Turkey - Germany - Netherlands, Blu-ray, Color, 108’, Turkish
Director: Aslı Özge
Cast: Defne Halman, Hakan Çimenser, Gizem Akman, Onur Dikmen
The film premiered at the Berlin Film Festival and won awards for Best Director and Best Cinematography at the Istanbul Film Festival. The film is the second feature by Aslı Özge who made a promising debut with Men on the Bridge. Ela, one of the main characters, has made herself a name in the contemporary art scene and Can is a successful architect. They share a house designed by Can in one of Istanbul’s prestigious neighborhoods. Despite their unhappy relationship and faded passion Can and Ela take refuge in the comfort of marriage and play a game with themselves and the people around them. While separation could be the solution to all their problems, the couple is caught in an emotional trap and unable to break up. Until one day something happens that will change their relationship.
Nobody’s Home, 2012
Turkey, DVD, Color, 81’, Turkish
Director: Deniz Akçay Katıksız
Cast: Ahu Türkpençe, Lale Başar, Savaş Alp Başar, Sekvan Serinkaya, Mihriban Er
Nobody’s Home tells the story of a family which is not able to survive a sudden loss. After the death of her husband, Nurcan is left alone with three children. When the eldest daughter, Feride assumes the role of the lost father, 17-year-old İlker, the only son who deeply admired his father, quickly grows distant from the family as a reaction to the control Feride has gained. As for the youngest Özge, she is an adolescent and is ignored by her family at a time when she needs them most. Weighed down by the burden of the household, Feride accepts a marriage proposal as an escape, toppling once more the balances in the family. Nobody’s Home earned director Deniz Akçay Katıksız the Seyfi Teoman Best Debut and Radikal People’s Choice awards at the Istanbul Film Festival.
Turkey, HDCAM, Color, 93’, Turkish
Director: Ali Aydın
Cast: Ercan Kesal, Tansu Biçer, Muhammet Uzuner
Ali Aydın’s first feature, Mold had its world premiere at the Venice Film Festival where it won the Lion of the Future Award. The film follows railroad watchman Basri who doesn’t give up searching for his son who has been missing for years. Seyfi, Basri’s son and only purpose in life, was taken into custody 18 years ago when he was a university student, and no one has heard of him since. For Basri, who cannot get any information from the authorities, his son is neither dead nor alive; he neither exists nor doesn’t. Six years after his son went missing Basri loses his wife. The only hope for this father, who slowly isolates himself from society, are the petitions he keeps writing for his son, whom he wants to believe will return.

_ _ _ _ _ _ _

Job a - Pull out every line of the records below that contains the word "facing".

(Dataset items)
_ _ _ _ _ _ _

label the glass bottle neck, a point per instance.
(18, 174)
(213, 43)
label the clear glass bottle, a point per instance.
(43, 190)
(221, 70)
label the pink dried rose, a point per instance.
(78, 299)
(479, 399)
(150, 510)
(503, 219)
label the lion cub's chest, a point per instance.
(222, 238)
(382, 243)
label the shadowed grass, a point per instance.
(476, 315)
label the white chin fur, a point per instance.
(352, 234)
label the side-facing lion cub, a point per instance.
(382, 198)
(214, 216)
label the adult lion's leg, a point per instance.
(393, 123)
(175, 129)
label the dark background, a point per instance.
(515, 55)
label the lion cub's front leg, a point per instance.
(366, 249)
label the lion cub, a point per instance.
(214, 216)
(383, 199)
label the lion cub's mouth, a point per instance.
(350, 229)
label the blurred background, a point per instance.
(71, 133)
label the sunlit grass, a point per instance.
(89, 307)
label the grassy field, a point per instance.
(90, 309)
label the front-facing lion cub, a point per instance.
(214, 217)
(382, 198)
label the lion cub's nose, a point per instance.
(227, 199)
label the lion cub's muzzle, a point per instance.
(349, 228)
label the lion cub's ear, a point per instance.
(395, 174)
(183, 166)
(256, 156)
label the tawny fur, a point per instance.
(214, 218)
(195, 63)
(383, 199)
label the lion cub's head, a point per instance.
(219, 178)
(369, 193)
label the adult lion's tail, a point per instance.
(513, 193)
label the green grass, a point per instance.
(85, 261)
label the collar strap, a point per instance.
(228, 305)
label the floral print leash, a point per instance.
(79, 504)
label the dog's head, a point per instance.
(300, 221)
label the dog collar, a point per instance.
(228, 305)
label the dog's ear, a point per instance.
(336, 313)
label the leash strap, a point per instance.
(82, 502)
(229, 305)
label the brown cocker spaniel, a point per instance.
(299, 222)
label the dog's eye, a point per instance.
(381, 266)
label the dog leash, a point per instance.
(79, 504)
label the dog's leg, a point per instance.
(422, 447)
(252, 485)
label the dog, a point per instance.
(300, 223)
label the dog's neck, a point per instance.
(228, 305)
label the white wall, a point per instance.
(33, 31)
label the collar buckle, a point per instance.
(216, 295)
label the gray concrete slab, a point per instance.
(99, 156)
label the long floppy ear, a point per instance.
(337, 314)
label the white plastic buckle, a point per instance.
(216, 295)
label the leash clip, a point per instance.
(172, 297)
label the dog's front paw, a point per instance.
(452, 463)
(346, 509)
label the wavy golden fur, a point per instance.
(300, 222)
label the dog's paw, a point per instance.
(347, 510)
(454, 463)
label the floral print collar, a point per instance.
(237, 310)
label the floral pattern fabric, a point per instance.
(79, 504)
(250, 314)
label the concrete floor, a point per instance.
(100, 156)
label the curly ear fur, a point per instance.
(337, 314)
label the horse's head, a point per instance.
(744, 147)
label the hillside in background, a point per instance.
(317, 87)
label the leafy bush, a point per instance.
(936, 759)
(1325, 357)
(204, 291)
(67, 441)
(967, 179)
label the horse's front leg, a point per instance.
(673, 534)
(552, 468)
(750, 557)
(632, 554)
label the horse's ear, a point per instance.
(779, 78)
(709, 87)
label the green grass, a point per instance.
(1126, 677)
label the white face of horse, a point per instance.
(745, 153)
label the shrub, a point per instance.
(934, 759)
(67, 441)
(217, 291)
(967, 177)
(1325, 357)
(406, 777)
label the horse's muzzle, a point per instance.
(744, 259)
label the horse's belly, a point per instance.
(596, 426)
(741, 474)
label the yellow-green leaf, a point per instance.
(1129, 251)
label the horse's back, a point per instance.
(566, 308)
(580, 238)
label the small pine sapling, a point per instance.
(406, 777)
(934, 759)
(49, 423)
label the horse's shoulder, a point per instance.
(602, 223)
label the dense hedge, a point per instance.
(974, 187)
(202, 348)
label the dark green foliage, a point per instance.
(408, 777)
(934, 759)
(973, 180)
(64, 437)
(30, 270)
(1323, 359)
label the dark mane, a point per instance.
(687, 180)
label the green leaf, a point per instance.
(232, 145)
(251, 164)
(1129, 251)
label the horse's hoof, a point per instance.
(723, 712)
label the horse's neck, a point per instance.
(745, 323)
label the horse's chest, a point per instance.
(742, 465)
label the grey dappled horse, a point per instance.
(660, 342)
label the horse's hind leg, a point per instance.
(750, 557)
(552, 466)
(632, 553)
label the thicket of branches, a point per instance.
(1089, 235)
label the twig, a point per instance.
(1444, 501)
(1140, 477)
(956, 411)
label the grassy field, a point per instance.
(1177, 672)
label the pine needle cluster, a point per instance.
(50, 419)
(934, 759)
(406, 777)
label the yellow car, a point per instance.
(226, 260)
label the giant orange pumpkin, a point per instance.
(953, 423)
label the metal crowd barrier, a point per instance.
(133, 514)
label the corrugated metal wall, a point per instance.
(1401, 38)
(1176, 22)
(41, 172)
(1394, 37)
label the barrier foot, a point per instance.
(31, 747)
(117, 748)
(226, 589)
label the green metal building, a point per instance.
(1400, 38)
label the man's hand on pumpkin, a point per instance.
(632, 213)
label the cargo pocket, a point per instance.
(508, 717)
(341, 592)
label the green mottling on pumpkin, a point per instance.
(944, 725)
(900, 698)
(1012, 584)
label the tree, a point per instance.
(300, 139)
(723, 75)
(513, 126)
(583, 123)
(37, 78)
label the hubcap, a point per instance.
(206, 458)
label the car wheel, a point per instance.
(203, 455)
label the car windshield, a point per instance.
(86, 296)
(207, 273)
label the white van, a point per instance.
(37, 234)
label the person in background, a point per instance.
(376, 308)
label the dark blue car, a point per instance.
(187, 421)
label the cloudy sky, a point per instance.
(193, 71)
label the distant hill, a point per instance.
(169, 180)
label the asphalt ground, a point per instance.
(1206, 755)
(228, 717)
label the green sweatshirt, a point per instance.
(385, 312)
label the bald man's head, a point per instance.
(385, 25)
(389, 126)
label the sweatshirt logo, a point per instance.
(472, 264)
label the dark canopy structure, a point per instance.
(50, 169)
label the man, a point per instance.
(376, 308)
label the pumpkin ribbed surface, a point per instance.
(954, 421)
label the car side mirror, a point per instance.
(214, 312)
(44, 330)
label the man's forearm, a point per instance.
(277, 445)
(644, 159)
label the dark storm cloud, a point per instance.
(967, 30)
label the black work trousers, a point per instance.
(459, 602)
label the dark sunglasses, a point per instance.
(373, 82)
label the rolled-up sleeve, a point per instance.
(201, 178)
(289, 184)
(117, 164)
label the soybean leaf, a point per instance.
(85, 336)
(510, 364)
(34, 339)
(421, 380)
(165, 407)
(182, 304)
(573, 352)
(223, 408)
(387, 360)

_ _ _ _ _ _ _

Job b - Extract the stretch of the film descriptions from "Turkey, HDCAM, Color, 93’, Turkish" through "believe will return.", copying it word for word.

Task response a -
label the side-facing lion cub, a point per instance.
label the front-facing lion cub, a point per instance.

Task response b -
Turkey, HDCAM, Color, 93’, Turkish
Director: Ali Aydın
Cast: Ercan Kesal, Tansu Biçer, Muhammet Uzuner
Ali Aydın’s first feature, Mold had its world premiere at the Venice Film Festival where it won the Lion of the Future Award. The film follows railroad watchman Basri who doesn’t give up searching for his son who has been missing for years. Seyfi, Basri’s son and only purpose in life, was taken into custody 18 years ago when he was a university student, and no one has heard of him since. For Basri, who cannot get any information from the authorities, his son is neither dead nor alive; he neither exists nor doesn’t. Six years after his son went missing Basri loses his wife. The only hope for this father, who slowly isolates himself from society, are the petitions he keeps writing for his son, whom he wants to believe will return.